Many windows opened during the strike, but now we find ourselves “between strikes,” as some people say here, which is to say in a period of demobilization. Compared to the spring of 2012, it feels unusually difficult to pull off even the simplest things.

Depression is an understandable but unfortunate response to the end of the strike. It’s useless, and a little cruel, to tell people that they shouldn’t feel sad about something that is an objectively depressing turn of events from an anarchist adventurist’s standpoint. Like any period of social rupture, the strike offered an exciting and dangerous context, presenting challenges to anyone caught up in it. To be sure, not everyone wants excitement, danger, or inconvenience. Many people would prefer to drive down rue Sainte-Catherine without worrying about giant demonstrations, or go to school without running into hard pickets, or take the métro without fear of a smoke bomb attack or bags of bricks on the rails. In contrast, the kind of person who’s going to become—and remain—an active, attack-oriented anarchist probably thrives on that sort of thing.

** RECORDS **
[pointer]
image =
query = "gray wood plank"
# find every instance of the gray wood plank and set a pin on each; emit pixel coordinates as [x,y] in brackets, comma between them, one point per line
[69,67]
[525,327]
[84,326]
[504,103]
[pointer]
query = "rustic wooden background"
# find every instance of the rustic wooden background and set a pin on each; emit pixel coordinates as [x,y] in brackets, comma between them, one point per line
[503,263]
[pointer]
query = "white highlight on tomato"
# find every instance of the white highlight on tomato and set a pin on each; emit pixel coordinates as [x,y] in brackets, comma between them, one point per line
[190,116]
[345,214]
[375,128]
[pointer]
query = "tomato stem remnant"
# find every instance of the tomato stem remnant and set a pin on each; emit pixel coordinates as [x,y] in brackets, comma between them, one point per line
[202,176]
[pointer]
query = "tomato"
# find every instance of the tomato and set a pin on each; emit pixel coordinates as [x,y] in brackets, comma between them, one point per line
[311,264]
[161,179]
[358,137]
...
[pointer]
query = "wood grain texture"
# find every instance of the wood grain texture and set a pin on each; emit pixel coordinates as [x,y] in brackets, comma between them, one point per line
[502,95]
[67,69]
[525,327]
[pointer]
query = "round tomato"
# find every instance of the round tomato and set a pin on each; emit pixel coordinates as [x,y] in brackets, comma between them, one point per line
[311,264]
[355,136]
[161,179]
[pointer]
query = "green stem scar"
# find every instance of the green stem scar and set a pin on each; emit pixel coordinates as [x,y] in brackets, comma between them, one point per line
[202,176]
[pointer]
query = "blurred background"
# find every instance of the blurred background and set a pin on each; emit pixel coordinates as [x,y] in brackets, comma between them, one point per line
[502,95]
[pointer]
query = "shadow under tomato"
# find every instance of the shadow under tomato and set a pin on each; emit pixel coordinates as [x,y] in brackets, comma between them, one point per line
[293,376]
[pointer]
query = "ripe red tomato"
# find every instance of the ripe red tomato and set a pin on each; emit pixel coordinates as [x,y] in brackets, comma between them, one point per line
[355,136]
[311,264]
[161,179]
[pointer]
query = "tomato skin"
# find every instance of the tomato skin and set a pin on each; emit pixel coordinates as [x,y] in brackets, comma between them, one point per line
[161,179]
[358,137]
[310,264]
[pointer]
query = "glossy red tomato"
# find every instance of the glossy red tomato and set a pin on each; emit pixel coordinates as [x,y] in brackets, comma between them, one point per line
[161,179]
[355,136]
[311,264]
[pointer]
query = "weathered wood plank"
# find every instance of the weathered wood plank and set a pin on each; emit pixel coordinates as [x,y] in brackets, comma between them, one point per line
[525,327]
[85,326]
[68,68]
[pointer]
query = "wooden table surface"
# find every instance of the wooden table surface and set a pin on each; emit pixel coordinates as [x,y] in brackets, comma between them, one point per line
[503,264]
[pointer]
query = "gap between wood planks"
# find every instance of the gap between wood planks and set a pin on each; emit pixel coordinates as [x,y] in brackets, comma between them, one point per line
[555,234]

** PROBLEMS **
1. Reproduce the text on the end of the strike between "Depression is an" and "sort of thing.", inclusive.
2. Pick out every line of the records that contains the string "highlight".

** ANSWERS FOR THE EXERCISE **
1.
Depression is an understandable but unfortunate response to the end of the strike. It’s useless, and a little cruel, to tell people that they shouldn’t feel sad about something that is an objectively depressing turn of events from an anarchist adventurist’s standpoint. Like any period of social rupture, the strike offered an exciting and dangerous context, presenting challenges to anyone caught up in it. To be sure, not everyone wants excitement, danger, or inconvenience. Many people would prefer to drive down rue Sainte-Catherine without worrying about giant demonstrations, or go to school without running into hard pickets, or take the métro without fear of a smoke bomb attack or bags of bricks on the rails. In contrast, the kind of person who’s going to become—and remain—an active, attack-oriented anarchist probably thrives on that sort of thing.

2.
query = "white highlight on tomato"
# find every instance of the white highlight on tomato and set a pin on each; emit pixel coordinates as [x,y] in brackets, comma between them, one point per line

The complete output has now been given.